__DATA EXTRACT__.
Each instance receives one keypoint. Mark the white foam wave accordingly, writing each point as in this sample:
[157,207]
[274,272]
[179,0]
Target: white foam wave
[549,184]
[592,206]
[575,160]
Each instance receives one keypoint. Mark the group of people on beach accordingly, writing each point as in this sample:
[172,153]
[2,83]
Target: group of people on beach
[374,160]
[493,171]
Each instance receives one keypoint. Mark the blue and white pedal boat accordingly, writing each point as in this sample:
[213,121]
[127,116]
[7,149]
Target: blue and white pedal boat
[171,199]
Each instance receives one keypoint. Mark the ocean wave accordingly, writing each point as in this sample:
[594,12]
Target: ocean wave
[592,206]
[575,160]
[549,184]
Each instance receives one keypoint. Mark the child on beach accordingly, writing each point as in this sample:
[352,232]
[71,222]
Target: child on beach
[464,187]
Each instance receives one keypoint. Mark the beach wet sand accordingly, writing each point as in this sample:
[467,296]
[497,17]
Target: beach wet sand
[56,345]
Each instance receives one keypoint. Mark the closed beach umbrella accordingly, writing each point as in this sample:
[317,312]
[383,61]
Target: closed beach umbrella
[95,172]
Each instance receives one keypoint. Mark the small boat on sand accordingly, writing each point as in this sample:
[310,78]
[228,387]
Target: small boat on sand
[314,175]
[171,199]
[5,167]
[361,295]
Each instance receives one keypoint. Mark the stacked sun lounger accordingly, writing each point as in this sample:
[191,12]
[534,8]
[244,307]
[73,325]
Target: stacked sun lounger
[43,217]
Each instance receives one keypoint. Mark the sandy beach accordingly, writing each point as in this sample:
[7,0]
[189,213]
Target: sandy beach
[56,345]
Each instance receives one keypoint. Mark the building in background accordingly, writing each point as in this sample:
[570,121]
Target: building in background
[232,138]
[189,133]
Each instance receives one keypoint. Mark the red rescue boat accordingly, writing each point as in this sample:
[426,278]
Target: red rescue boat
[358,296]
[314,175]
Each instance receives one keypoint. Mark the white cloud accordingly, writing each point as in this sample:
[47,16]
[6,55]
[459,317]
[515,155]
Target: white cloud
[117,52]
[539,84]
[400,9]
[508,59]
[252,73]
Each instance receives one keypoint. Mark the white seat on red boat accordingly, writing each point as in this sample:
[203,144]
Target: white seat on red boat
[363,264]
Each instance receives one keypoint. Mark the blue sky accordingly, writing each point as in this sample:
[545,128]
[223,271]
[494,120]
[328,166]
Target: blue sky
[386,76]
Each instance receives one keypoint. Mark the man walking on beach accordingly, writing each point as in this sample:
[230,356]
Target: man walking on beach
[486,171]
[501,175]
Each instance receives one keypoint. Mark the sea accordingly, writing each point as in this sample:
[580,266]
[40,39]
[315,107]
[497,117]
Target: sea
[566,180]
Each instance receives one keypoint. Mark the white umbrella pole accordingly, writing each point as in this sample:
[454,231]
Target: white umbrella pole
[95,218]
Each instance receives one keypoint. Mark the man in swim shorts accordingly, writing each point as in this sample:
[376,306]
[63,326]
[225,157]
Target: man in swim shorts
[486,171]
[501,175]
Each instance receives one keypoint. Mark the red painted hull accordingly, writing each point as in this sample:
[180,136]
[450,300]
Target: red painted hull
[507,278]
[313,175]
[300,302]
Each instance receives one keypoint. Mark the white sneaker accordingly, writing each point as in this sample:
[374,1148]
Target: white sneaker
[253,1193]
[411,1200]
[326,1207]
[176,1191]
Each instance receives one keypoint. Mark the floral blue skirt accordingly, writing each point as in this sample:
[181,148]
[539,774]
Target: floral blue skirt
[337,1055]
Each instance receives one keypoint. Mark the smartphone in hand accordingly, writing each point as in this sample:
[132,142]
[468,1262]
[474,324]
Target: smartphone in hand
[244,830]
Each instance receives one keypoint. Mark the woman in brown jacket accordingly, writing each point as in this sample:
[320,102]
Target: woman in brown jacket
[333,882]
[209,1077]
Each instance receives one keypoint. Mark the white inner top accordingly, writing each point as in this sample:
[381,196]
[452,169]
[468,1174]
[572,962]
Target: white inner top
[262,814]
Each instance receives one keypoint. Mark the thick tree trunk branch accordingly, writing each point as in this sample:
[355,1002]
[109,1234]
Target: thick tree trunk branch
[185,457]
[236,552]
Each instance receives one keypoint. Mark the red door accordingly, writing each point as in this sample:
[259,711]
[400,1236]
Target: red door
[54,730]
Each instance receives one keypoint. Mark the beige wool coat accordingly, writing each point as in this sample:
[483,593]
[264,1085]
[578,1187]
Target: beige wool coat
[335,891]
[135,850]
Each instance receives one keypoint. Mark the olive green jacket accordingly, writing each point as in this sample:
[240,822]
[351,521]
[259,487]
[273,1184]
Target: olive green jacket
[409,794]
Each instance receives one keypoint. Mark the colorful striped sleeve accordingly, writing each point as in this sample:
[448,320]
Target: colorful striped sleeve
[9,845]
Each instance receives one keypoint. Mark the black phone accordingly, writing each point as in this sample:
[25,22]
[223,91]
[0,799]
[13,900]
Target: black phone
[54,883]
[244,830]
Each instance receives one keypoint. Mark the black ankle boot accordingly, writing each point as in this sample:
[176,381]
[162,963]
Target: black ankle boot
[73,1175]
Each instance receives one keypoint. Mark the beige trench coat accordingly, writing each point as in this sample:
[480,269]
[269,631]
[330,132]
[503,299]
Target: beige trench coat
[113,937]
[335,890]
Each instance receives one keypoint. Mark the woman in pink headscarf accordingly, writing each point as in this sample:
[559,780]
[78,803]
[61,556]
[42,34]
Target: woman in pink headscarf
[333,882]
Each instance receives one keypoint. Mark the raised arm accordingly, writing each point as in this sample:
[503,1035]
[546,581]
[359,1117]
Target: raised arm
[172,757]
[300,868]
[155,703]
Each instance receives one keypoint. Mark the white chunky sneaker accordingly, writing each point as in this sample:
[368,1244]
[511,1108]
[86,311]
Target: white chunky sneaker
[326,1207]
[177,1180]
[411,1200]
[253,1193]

__ASSIGNED TASK__. Transcribe every entry exactly.

__RESULT OF THIS EXERCISE__.
Each instance receives one keypoint. Mark the white foam wave accordingly, writing each point as in this sample:
[157,207]
[274,272]
[179,0]
Target: white foam wave
[549,184]
[592,206]
[575,160]
Each instance receives one keypoint. Mark the group of people on beach accordingly, writing each point as in this sample:
[172,153]
[2,83]
Target: group of people on beach
[374,160]
[493,171]
Each instance receives one keypoint. Mark the blue and white pedal boat accordingly, writing each point as in this sample:
[213,121]
[127,116]
[7,149]
Target: blue and white pedal boat
[171,199]
Each instance receives one keypoint. Mark the ocean wave accordingly, writing each point as in this sample:
[594,12]
Target: ocean wave
[592,206]
[575,160]
[549,184]
Each instance receives one keypoint. Mark the child on beach accordingly, writing each point as in this sample:
[352,232]
[71,222]
Target: child on beach
[464,187]
Each instance receives one keypoint. Mark the beach wet sand accordingly, writing each point as in this sample:
[467,296]
[497,17]
Target: beach wet sand
[56,345]
Each instance receives one keypoint. Mark the closed beach umbrella accordingly, writing each point as in this sample:
[317,312]
[383,61]
Target: closed beach umbrella
[95,172]
Each instance receives one keypoint. Mark the small boat on sand accordingly, writing each point as in this sample:
[310,78]
[228,387]
Target: small boat on sand
[314,175]
[171,199]
[5,167]
[361,295]
Each instance receives one keypoint. Mark the stacked sun lounger accordingly, writing each point as in this sample:
[191,12]
[534,8]
[244,307]
[73,325]
Target: stacked sun lounger
[43,217]
Each instance receives one keypoint. Mark the sandy beach accordingly, writing each point as in this sample:
[7,0]
[189,213]
Target: sandy beach
[56,345]
Each instance receives one keypoint. Mark the building in background accordingly, writing each point as in this sample:
[570,121]
Target: building in background
[232,138]
[189,133]
Each instance receives one keypoint. Mark the red rescue boat accordingly, writing each point as in this sample:
[426,278]
Target: red rescue boat
[358,296]
[314,175]
Each instance receives one keypoint. Mark the white cloud accordingly, writing each point as in this sample:
[47,16]
[6,55]
[459,317]
[515,155]
Target: white cloud
[117,52]
[539,84]
[400,9]
[508,59]
[252,73]
Each instance receives one keypoint. Mark the white seat on red boat accordingly, writing each point as in this sample:
[203,144]
Target: white seat on red boat
[363,264]
Each instance receives one keypoint. Mark the blue sky accordingly, writing each point as in this sample:
[545,128]
[223,271]
[494,120]
[328,166]
Target: blue sky
[386,76]
Each instance receives one keypoint. Mark the man walking on beach accordingly, writing each point as in this sample:
[230,356]
Target: man walking on beach
[486,171]
[501,175]
Each instance receives one keypoint. Mark the sea accordingly, writing each point as in this sample:
[580,266]
[40,39]
[315,107]
[497,117]
Target: sea
[566,180]
Each instance receives one keypoint. Mark the white umbrella pole accordingly, writing each point as in this sample:
[454,231]
Target: white umbrella pole
[95,218]
Each instance receives one keypoint. Mark the man in swim shorts accordingly, writing each point as in this sample:
[376,306]
[63,326]
[225,157]
Target: man in swim shorts
[486,171]
[501,175]
Each instance receives one keypoint. Mark the red painted hull accordingly, writing each point as in this sample:
[180,136]
[450,300]
Target: red painted hull
[507,278]
[313,175]
[300,302]
Each instance receives one keypoint. Mark the white sneaker accordingly, writing each point as in this sample:
[374,1148]
Target: white sneaker
[253,1193]
[411,1200]
[326,1207]
[176,1191]
Each instance receives one keypoint. Mark the floral blue skirt accordingly, writing each point as in this sample:
[181,148]
[539,774]
Target: floral blue skirt
[337,1055]
Each instance receives one keypoint. Mark the smartphone in hand accordingly, writing each point as in this sample:
[132,142]
[468,1262]
[474,324]
Target: smartphone in hand
[244,830]
Each instance receives one keypoint. Mark the woman in brown jacket accordingly, writing each point as in this sample:
[320,102]
Target: woman in brown jacket
[333,882]
[209,1077]
Each instance receives one keypoint. Mark the white inner top accordingly, writing each point as in this sample:
[381,196]
[452,169]
[468,1174]
[572,962]
Target: white inner top
[262,814]
Each instance receives one keypoint. Mark the thick tree trunk branch accordingly, writing each point as in this sample:
[355,1002]
[109,1234]
Target: thick tree trunk branch
[185,457]
[236,552]
Each instance receives one keypoint. Mark the red door accordingly, writing each point as in this sample:
[259,711]
[400,1236]
Target: red door
[54,730]
Each instance receives one keypoint. Mark the beige wool coat accordingly, writing each point as in this sample:
[483,593]
[264,1085]
[578,1187]
Target: beige wool coat
[335,891]
[135,850]
Each instance receives one keypoint. Mark the olive green jacket accordingly, writing each point as in this sample:
[240,822]
[351,521]
[259,487]
[273,1184]
Target: olive green jacket
[409,794]
Each instance receives one keypoint. Mark the colorful striped sleeve accordingly, writing each point as in this sample:
[448,320]
Target: colorful striped sleeve
[9,845]
Each instance receives one keypoint. Mark the black phone accordingly, writing each point as in this sample:
[25,22]
[223,91]
[0,799]
[13,900]
Target: black phone
[54,883]
[244,830]
Each instance receives one keypoint. Mark the black ankle boot accordingly, writing each point as in this sample:
[176,381]
[162,963]
Target: black ankle boot
[73,1175]
Each instance receives one keypoint. Mark the beige trench coat accordingly, writing each point as in this sample:
[480,269]
[269,631]
[330,132]
[503,299]
Target: beige trench coat
[113,937]
[335,890]
Each instance receives one keypoint. Mark the woman in pink headscarf accordingly, writing each point as in this sample:
[559,780]
[78,803]
[61,556]
[42,34]
Target: woman in pink headscarf
[333,882]
Each instance receives one keypoint. Mark the raised arm accordingly, writing each point as in this sample:
[503,1035]
[546,581]
[359,1117]
Target: raised arm
[172,757]
[300,868]
[155,703]
Each instance receives one keypoint. Mark the white chunky sneaker accordingly, writing each point as in this sample:
[368,1244]
[511,1108]
[86,311]
Target: white chunky sneaker
[326,1207]
[177,1180]
[411,1200]
[253,1193]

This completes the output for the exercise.